[HOW TO COMPLETE THIS TASK] Give the data again in full, exactly as written below.

[SUPPLIED DATA]
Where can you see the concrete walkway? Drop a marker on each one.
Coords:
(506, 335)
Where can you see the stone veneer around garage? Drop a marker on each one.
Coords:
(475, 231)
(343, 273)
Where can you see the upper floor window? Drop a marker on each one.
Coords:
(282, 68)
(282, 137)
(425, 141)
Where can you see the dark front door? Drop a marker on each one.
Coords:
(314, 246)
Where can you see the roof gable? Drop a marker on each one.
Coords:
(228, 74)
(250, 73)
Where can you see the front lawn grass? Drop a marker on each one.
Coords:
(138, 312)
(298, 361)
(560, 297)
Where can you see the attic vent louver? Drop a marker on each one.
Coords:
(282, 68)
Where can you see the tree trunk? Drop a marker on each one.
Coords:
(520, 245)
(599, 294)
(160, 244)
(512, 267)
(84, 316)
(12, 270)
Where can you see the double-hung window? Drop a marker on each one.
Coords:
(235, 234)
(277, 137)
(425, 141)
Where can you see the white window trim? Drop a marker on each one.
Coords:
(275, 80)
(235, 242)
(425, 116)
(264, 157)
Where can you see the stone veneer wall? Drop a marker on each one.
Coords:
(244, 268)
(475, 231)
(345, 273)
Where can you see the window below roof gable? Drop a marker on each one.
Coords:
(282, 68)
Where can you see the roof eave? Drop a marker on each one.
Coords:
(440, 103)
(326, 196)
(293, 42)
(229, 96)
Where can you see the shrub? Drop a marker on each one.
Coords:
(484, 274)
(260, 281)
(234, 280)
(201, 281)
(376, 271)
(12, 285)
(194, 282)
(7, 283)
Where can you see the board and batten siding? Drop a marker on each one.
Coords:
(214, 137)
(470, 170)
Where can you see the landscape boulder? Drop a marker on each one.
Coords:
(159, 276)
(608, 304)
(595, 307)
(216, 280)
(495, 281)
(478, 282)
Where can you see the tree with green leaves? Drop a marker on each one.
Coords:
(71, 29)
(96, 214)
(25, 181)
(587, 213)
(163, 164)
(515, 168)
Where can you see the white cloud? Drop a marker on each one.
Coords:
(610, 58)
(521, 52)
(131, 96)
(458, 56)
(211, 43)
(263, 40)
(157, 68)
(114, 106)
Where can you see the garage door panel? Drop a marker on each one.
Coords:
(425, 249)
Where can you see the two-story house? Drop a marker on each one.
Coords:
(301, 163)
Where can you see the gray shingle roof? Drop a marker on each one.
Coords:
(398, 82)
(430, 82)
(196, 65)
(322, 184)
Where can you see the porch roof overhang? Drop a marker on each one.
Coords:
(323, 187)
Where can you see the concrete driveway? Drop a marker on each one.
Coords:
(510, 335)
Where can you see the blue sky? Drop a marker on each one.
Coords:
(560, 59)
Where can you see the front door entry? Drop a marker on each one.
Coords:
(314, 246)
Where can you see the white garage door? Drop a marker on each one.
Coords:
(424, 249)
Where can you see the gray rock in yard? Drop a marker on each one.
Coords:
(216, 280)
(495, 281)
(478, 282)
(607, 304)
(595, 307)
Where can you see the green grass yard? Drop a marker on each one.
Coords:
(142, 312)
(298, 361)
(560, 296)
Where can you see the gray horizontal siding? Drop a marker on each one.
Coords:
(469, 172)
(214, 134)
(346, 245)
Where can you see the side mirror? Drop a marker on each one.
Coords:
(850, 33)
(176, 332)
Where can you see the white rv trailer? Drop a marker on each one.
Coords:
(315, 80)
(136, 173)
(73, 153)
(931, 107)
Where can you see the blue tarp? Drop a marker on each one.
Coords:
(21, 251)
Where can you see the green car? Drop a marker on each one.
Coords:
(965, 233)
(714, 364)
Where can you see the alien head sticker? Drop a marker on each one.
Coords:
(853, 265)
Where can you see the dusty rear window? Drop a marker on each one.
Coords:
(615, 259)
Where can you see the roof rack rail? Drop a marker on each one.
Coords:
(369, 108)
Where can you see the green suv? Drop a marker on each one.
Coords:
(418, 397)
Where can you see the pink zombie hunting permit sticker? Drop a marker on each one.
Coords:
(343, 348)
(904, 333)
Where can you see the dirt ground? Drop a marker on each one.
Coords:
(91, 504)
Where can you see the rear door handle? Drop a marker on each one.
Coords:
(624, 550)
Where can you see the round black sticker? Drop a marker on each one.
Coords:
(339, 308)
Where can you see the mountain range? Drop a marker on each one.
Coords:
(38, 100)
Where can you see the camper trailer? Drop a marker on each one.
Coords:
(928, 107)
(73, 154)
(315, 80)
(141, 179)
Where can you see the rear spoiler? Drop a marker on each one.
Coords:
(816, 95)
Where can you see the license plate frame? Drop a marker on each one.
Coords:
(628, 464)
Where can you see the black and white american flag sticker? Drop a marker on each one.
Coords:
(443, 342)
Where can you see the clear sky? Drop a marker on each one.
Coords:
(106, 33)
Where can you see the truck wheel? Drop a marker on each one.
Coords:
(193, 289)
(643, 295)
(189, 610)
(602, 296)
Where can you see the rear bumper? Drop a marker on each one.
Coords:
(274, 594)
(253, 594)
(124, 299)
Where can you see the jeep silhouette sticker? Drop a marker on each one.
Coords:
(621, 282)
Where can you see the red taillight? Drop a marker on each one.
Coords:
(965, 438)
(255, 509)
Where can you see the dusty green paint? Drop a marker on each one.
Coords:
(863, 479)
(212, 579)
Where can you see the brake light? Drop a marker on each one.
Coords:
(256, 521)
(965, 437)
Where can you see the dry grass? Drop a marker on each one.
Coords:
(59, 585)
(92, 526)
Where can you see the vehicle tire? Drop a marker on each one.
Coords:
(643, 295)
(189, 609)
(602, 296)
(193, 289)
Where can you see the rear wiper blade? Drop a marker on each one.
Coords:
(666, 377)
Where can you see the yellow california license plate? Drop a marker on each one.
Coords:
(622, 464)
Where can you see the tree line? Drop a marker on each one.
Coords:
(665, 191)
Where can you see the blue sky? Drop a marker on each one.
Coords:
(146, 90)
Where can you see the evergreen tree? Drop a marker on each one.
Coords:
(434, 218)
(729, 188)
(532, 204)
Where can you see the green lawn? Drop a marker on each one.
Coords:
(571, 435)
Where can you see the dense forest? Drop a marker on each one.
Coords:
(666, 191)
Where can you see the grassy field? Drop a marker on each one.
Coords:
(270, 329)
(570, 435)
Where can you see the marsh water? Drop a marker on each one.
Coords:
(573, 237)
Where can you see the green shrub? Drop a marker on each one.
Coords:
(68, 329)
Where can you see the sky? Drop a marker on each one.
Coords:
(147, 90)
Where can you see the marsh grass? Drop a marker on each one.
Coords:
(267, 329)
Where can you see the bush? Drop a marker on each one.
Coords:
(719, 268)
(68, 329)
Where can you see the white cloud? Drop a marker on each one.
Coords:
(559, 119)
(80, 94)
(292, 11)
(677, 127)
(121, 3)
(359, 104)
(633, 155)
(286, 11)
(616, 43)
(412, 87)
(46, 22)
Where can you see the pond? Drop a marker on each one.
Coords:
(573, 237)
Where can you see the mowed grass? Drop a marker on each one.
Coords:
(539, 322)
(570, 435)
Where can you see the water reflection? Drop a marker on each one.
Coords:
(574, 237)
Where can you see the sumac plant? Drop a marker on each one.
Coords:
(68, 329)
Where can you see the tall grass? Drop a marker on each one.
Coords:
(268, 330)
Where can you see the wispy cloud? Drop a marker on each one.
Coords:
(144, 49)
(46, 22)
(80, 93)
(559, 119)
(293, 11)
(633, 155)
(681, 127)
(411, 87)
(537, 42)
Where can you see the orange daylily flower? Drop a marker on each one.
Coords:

[ANSWER BOX]
Where can you see the concrete walkway? Drop a marker on each one.
Coords:
(506, 335)
Where can you see the stone veneer around garage? Drop a marker on each one.
Coords:
(475, 231)
(343, 273)
Where can you see the upper floor window? Drop a marker on each one.
Coords:
(282, 68)
(282, 137)
(425, 141)
Where can you see the dark front door? Drop a marker on each one.
Coords:
(314, 246)
Where can you see the roof gable? Drop a marker on each one.
Coords:
(228, 74)
(250, 73)
Where can you see the front lawn grass? Drop a marker on each one.
Coords:
(138, 312)
(298, 361)
(560, 297)
Where can you see the attic vent louver? Drop a marker on each one.
Coords:
(282, 68)
Where can you see the tree trunk? Drop a marker on each one.
Coords:
(520, 245)
(599, 294)
(160, 244)
(512, 267)
(84, 316)
(12, 270)
Where can you see the double-hung window? Drop a marker on each one.
Coords:
(235, 234)
(277, 137)
(425, 141)
Where can you see the white window trim? Drop a marker on each one.
Coords:
(275, 80)
(235, 242)
(425, 116)
(264, 157)
Where can you see the stone veneer wall? Drop a marker on each one.
Coords:
(244, 268)
(475, 231)
(345, 273)
Where can you see the window below roof gable? Drop a marker on each one.
Coords:
(282, 68)
Where can you see the roof eave? Drop a marker on each one.
Coords:
(440, 103)
(326, 196)
(293, 42)
(229, 96)
Where can you see the shrub? Drop a marker on each one.
Coords:
(484, 274)
(260, 281)
(234, 280)
(201, 281)
(376, 271)
(12, 285)
(194, 282)
(7, 283)
Where can you see the board and batten siding? Drop a marker on each one.
Coords:
(214, 137)
(470, 170)
Where can you see the landscape boulder? Drop a marker on each one.
Coords:
(159, 276)
(608, 304)
(595, 307)
(216, 280)
(495, 281)
(478, 282)
Where can you see the tree with green leaves? Drop a marker on each one.
Coords:
(71, 29)
(96, 214)
(25, 181)
(587, 213)
(163, 164)
(515, 168)
Where can you see the white cloud? Drop a marker on each one.
Coords:
(610, 58)
(521, 52)
(131, 96)
(458, 56)
(211, 43)
(263, 40)
(157, 68)
(114, 106)
Where can you see the garage door panel? Drop a marker on each one.
Coords:
(425, 249)
Where can you see the two-story house? Drop a marker on each one.
Coords:
(301, 163)
Where can you see the gray shingle roof? Drop a marker on each one.
Coords:
(398, 82)
(430, 82)
(196, 65)
(322, 184)
Where can you see the porch roof overhang? Drop a marker on each one.
Coords:
(323, 187)
Where can you see the concrete driveway? Drop a marker on each one.
Coords:
(510, 335)
Where can you see the blue sky? Drop a marker on each one.
Coords:
(560, 59)
Where can you see the front door entry? Drop a marker on each one.
Coords:
(314, 246)
Where can you see the white garage door? Drop a marker on each one.
Coords:
(424, 249)
Where can you see the gray rock in yard? Drop a marker on each one.
Coords:
(216, 280)
(495, 281)
(478, 282)
(607, 304)
(595, 307)
Where can you see the green grass yard? Drop a marker on each one.
Coords:
(142, 312)
(298, 361)
(560, 296)
Where can you see the gray horizontal siding? Drop a marker on each one.
Coords:
(469, 172)
(214, 134)
(346, 245)
Where can you see the side mirror? Drop a marker on each one.
Coords:
(850, 33)
(176, 332)
Where can you see the white rv trailer? Drop a marker on each one.
Coords:
(315, 80)
(136, 173)
(73, 153)
(931, 107)
Where can you see the blue tarp? Drop a marker on each one.
Coords:
(21, 251)
Where can you see the green car? Drop a marker on each one.
Coords:
(965, 233)
(714, 364)
Where can you see the alien head sticker? Drop a marker on each one.
Coords:
(853, 265)
Where can you see the dusty rear window? Drop a marker on each one.
Coords:
(615, 259)
Where can you see the roof rack rail? Drop a marker on each one.
Coords:
(369, 108)
Where can you see the green suv? Drop a marker on each one.
Coords:
(418, 397)
Where can you see the pink zombie hunting permit sticker? Drop a marker on each one.
Coords:
(343, 348)
(904, 333)
Where can you see the dirt ground? Drop a marker on each one.
Coords:
(91, 504)
Where can you see the rear door handle? Drop a marker on each one.
Coords:
(624, 550)
Where can you see the round black sticker? Drop a marker on each one.
Coords:
(339, 308)
Where can you see the mountain range? Drop a marker on each one.
Coords:
(38, 100)
Where can you see the camper trailer? Drop a marker on each one.
Coords:
(928, 107)
(73, 154)
(315, 80)
(141, 179)
Where can you see the rear spoiler? Drop a marker on each one.
Coords:
(816, 95)
Where can you see the license plate frame? Drop a marker on each one.
Coords:
(628, 464)
Where can you see the black and white american flag sticker? Drop a marker on each one.
Coords:
(443, 342)
Where can you see the clear sky? Drop a marker on each one.
Coords:
(106, 33)
Where can you see the truck wheel? Drop a marker on each one.
Coords:
(193, 289)
(643, 295)
(189, 610)
(602, 296)
Where can you see the rear bumper? Drop a marker on each one.
Coords:
(274, 594)
(253, 594)
(124, 299)
Where can you see the jeep silhouette sticker? Drop a marker on each one.
Coords:
(621, 282)
Where can you see the red taillight? Drop a marker on each one.
Coords:
(965, 438)
(255, 509)
Where can you see the dusty green paint? Drop a marker on each one.
Coords:
(863, 479)
(212, 579)
Where can you see the brake light? Drop a marker on each one.
Coords:
(256, 521)
(965, 437)
Where can you see the dry grass? Drop a marker on each one.
Coords:
(59, 585)
(92, 526)
Where can you see the vehicle tire? Drop a marker on each one.
Coords:
(643, 295)
(189, 609)
(602, 296)
(193, 289)
Where can you see the rear wiper blade? Drop a marker on each one.
Coords:
(666, 377)
Where can you see the yellow california license plate? Drop a marker on each one.
Coords:
(622, 464)
Where can you see the tree line? Drop a marker on each one.
Coords:
(665, 191)
Where can you see the blue sky? Drop a marker on each one.
Coords:
(146, 90)
Where can you see the evergreen tree? Drop a marker on each one.
Coords:
(434, 218)
(729, 188)
(532, 204)
Where can you see the green lawn? Drop a marker on each one.
Coords:
(571, 435)
Where can you see the dense forest? Drop a marker on each one.
Coords:
(666, 191)
Where can you see the grassy field? Drop a marker on each one.
Coords:
(270, 329)
(570, 435)
Where can you see the marsh water? Drop a marker on each one.
Coords:
(573, 237)
Where can you see the green shrub? Drop a marker on each one.
Coords:
(68, 329)
Where can you see the sky? Drop a marker on each one.
Coords:
(147, 90)
Where can you see the marsh grass? Drop a marker on each one.
Coords:
(267, 329)
Where can you see the bush? Drop a marker on each one.
Coords:
(719, 268)
(68, 329)
Where can you see the white cloud? Drop a marker on each one.
Coords:
(559, 119)
(80, 94)
(292, 11)
(677, 127)
(121, 3)
(359, 104)
(633, 155)
(286, 11)
(616, 43)
(412, 87)
(46, 22)
Where can you see the pond? Drop a marker on each one.
Coords:
(573, 237)
Where can you see the mowed grass? Drop a marker on each one.
Coords:
(539, 322)
(570, 435)
Where can you see the water reflection? Drop a marker on each one.
Coords:
(574, 237)
Where can you see the sumac plant? Drop a marker on each one.
Coords:
(68, 329)
Where can you see the tall grass? Drop a marker on each one.
Coords:
(268, 330)
Where can you see the wispy cloud? Drop a marker on each one.
Coords:
(144, 49)
(46, 22)
(80, 93)
(559, 119)
(293, 11)
(633, 155)
(681, 127)
(411, 87)
(537, 42)
Where can you see the orange daylily flower? Drop a marker on each one.
Coords:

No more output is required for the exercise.